Text section:
PLAB 1 validity and English language evidence
To reflect the impact the coronavirus pandemic has had across the world, we’re being more flexible with both the English language evidence required for registration, and the validity of PLAB 1.
PLAB 1 validity
We understand that some doctors’ PLAB 1 results will expire before they can sit PLAB 2. If you passed your PLAB 1 assessment from 15 March 2018 onward, we’ve extended the validity of your test pass from two to three years to give you more time to book onto PLAB 2. All those who passed PLAB 1 in 2018 will be able to book a PLAB 2 place in March, even if it is more than three years after their PLAB 1 date.
English language evidence for PLAB 1
Your English language evidence must be less than two years old on the day you sit PLAB 1.
Because not all countries are currently holding in person English language exams, we’ll accept the online IELTS indicator test as an additional option when booking your PLAB 1 test. Indicator tests are accepted for PLAB 1 only and won't be accepted as evidence when applying for registration.
We’ll also consider, on a case by case basis, whether it is possible to extend the validity of English language evidence for those who’ve been disadvantaged by PLAB cancellations and who need to book a further PLAB 1 test.
We’ll review this temporary arrangement when we have more information about the re-opening of test centres.
English language evidence for registration
Your English language evidence must be less than two years old when you register with us.
Your ability to communicate safely with your patients in English is fundamental to safe practice, so we need to make sure your language skills are up to date. A good level of English will also help you to settle into your jobs in the UK and build strong relationships with colleagues.
Language skills can start to deteriorate after two years if they’re not used regularly. That’s why it’s vital that you’re able to evidence your ability to read, write and speak in English within that period.
We know that for some candidates, delays in taking PLAB 2 could mean that their English language evidence will expire before they can register with us. If you’re in this situation there are several different ways you can demonstrate your knowledge of English.

Supplied data:
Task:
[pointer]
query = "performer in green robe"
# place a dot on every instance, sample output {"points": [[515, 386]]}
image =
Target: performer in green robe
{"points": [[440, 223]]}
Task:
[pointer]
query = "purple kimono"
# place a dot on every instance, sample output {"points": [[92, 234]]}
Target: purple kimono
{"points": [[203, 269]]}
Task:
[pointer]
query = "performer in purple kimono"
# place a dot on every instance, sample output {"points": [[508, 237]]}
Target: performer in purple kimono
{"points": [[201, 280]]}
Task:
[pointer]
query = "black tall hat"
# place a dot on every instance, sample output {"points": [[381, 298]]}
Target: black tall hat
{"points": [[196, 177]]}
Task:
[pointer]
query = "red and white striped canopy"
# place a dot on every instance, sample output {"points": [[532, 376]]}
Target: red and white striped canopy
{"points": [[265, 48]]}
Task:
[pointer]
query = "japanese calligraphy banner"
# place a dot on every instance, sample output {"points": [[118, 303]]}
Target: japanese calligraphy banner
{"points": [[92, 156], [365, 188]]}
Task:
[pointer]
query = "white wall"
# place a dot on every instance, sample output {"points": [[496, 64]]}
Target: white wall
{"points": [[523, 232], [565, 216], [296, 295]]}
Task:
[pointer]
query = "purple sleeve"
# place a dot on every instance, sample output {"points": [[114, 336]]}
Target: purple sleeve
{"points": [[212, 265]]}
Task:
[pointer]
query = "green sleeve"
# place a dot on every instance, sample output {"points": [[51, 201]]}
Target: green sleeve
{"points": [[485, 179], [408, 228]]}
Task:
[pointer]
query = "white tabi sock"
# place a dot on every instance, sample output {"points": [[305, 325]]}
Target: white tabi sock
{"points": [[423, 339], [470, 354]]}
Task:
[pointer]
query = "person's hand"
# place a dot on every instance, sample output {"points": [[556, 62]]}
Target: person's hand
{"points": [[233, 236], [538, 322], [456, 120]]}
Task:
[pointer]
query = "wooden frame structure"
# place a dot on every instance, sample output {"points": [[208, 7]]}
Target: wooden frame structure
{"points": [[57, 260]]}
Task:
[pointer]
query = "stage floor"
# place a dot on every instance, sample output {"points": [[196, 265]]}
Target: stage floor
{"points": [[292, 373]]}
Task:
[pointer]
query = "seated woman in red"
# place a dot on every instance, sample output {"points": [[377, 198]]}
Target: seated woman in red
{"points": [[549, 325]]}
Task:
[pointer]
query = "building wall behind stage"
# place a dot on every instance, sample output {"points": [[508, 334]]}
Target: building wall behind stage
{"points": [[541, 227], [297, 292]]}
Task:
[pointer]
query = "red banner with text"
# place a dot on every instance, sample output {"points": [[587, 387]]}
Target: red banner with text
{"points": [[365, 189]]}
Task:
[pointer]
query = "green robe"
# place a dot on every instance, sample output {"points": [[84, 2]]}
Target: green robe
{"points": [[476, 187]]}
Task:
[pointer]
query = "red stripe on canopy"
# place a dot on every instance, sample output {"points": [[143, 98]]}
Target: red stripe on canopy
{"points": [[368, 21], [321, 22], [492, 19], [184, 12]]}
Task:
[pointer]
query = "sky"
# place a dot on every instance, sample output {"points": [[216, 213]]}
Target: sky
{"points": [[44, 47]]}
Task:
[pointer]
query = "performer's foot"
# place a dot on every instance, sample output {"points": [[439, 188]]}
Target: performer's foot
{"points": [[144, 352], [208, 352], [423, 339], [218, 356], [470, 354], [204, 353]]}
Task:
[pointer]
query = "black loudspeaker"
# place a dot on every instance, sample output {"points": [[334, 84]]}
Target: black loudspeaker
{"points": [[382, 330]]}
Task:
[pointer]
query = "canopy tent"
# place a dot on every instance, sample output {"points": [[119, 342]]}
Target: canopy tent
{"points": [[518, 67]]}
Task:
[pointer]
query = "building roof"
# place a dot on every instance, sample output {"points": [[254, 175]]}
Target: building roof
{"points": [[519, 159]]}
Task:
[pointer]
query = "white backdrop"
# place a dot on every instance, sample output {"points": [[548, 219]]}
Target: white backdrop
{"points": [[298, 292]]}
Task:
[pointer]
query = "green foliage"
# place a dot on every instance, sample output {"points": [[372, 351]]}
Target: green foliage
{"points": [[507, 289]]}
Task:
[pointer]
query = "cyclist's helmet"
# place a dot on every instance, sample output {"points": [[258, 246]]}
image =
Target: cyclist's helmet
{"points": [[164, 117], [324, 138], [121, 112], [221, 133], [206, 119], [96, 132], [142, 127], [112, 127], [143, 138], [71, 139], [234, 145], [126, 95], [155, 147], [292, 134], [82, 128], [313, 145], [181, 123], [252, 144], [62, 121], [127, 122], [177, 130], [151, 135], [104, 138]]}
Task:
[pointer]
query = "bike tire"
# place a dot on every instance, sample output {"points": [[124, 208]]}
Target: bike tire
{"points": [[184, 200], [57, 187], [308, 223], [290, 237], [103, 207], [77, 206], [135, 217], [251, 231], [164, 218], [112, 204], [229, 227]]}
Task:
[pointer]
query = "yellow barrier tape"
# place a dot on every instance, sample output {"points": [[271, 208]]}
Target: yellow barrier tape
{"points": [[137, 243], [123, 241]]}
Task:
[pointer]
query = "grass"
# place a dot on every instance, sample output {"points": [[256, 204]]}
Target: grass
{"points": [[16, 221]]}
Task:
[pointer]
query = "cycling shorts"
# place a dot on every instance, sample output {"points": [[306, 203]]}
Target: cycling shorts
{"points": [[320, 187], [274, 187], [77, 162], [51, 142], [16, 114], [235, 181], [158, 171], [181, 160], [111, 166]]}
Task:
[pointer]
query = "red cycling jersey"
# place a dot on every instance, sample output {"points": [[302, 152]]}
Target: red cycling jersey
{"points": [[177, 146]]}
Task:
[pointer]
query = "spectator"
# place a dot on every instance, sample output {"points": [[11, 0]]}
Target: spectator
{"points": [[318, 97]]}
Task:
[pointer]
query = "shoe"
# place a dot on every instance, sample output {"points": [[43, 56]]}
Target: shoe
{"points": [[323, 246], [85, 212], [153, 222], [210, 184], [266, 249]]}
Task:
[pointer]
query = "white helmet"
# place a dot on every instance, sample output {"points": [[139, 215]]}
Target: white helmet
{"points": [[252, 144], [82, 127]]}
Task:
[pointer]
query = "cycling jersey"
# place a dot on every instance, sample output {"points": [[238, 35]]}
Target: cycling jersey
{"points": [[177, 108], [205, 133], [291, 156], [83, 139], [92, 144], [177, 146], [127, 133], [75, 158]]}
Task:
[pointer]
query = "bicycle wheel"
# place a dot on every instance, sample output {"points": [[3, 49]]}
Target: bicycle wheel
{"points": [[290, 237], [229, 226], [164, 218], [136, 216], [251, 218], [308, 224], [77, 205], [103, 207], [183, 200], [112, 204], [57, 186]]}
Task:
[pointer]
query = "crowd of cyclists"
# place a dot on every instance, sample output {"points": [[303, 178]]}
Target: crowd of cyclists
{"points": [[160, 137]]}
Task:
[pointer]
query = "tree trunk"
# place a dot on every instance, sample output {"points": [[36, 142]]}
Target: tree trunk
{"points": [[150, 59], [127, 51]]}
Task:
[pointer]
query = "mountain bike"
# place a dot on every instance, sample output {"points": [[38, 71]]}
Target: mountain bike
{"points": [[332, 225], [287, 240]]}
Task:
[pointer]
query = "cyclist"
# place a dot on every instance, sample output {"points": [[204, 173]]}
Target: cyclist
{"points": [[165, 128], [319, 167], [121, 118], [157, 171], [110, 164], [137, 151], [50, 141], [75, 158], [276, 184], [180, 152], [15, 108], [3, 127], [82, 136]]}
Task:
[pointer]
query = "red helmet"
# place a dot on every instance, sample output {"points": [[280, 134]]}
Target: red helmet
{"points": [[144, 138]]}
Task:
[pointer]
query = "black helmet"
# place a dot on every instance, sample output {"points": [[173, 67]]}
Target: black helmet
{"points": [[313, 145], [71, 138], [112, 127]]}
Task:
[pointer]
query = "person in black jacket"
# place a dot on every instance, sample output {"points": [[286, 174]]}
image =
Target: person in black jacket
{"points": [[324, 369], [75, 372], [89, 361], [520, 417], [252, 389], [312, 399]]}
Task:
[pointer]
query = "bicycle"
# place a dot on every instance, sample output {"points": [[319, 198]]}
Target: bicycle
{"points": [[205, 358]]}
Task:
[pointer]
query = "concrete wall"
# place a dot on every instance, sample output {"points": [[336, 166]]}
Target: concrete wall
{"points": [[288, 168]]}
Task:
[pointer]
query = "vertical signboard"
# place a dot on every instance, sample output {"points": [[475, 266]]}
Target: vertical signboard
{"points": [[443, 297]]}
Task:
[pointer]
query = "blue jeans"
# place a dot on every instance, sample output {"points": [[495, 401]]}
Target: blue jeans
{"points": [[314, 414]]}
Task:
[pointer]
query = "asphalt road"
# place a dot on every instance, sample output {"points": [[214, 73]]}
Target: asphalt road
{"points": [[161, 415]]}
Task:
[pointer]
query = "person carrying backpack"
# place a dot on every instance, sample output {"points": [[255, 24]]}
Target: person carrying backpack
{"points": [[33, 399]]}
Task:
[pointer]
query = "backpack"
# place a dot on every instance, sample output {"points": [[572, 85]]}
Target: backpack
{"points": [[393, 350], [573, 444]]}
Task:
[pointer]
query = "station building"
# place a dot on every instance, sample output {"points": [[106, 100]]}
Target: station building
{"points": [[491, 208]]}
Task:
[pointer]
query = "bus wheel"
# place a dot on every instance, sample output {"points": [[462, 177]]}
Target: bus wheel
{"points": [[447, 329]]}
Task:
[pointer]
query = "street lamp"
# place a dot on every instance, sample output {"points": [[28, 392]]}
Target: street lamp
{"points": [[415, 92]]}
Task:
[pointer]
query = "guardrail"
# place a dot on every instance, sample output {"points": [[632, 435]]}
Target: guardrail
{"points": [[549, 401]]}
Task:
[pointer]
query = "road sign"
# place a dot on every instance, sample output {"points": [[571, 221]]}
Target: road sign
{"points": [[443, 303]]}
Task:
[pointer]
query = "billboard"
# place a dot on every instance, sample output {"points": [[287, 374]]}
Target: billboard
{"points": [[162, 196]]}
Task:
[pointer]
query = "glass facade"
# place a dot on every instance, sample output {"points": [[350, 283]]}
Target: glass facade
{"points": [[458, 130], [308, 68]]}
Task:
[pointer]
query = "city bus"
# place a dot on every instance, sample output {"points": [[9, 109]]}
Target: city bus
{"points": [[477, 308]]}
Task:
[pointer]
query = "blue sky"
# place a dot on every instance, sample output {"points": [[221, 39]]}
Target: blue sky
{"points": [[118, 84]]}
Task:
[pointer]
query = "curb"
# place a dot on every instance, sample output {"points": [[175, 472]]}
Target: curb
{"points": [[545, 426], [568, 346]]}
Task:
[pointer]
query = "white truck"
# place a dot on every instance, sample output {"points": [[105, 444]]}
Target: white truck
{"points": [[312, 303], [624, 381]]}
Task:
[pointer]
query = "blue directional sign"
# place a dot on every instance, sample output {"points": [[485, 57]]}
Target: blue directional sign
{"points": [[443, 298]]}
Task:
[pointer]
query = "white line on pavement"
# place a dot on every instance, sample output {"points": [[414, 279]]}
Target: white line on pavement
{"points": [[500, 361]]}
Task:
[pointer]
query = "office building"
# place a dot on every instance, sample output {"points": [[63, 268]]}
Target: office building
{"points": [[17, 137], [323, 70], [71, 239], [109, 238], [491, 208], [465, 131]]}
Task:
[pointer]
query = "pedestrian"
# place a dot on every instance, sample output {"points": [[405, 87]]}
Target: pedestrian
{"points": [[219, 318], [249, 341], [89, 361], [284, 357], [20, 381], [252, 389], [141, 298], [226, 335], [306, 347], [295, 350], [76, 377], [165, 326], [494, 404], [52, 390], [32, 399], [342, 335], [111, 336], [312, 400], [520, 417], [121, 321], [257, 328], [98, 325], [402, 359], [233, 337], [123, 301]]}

Parts of the exercise:
1. Render this sentence from the PLAB guidance in Spanish: "Your English language evidence must be less than two years old on the day you sit PLAB 1."
2. Take the PLAB guidance on test validity and English language evidence further, starting after its final sentence.
None of the data is required for this work.

Answers to the exercise:
1. Su prueba de dominio del idioma inglés debe tener una antigüedad inferior a dos años el día en que realice el PLAB 1.

2.
If my English language evidence is due to expire before I can register, what are my options?
If your OET or IELTS result is more than two years old, you can still demonstrate that you’ve kept your English language up to date. You can do this by sending us your expired IELTS/OET certificate and one of the following:
- a reference from a tutor/lecturer of a postgraduate course or from an employer who is based in a country where English is the first and native language,
- evidence of a language test you’ve passed for registration with a medical regulatory authority in a country where English is the first and native language. This must be less than two years old,
- if you have a UK job offer, completed by the doctor who appointed you.
The evidence you provide must cover the period from when your language test expired to when you apply for registration.
You can also retake IELTS or OET again. However, we know that this has financial implications and not everyone will have access to these tests.
If your original evidence has expired and you’re not able to take another IELTS or OET test, we’ll consider any other evidence that you may want to submit to demonstrate your English language competence at the point of registration.
This evidence will need to show how you’ve maintained your language skills from the expiry date of your original evidence up until your application for registration. Your evidence must:
- clearly demonstrate that you can read, write and interact with patients and healthcare colleagues in English
- be recent, independent and objective
- be able to be verified by us, eg by contacting recognised medical institutions, healthcare employers or other relevant organisations.
The evidence will be reviewed by a decision maker to decide if it meets the required standard.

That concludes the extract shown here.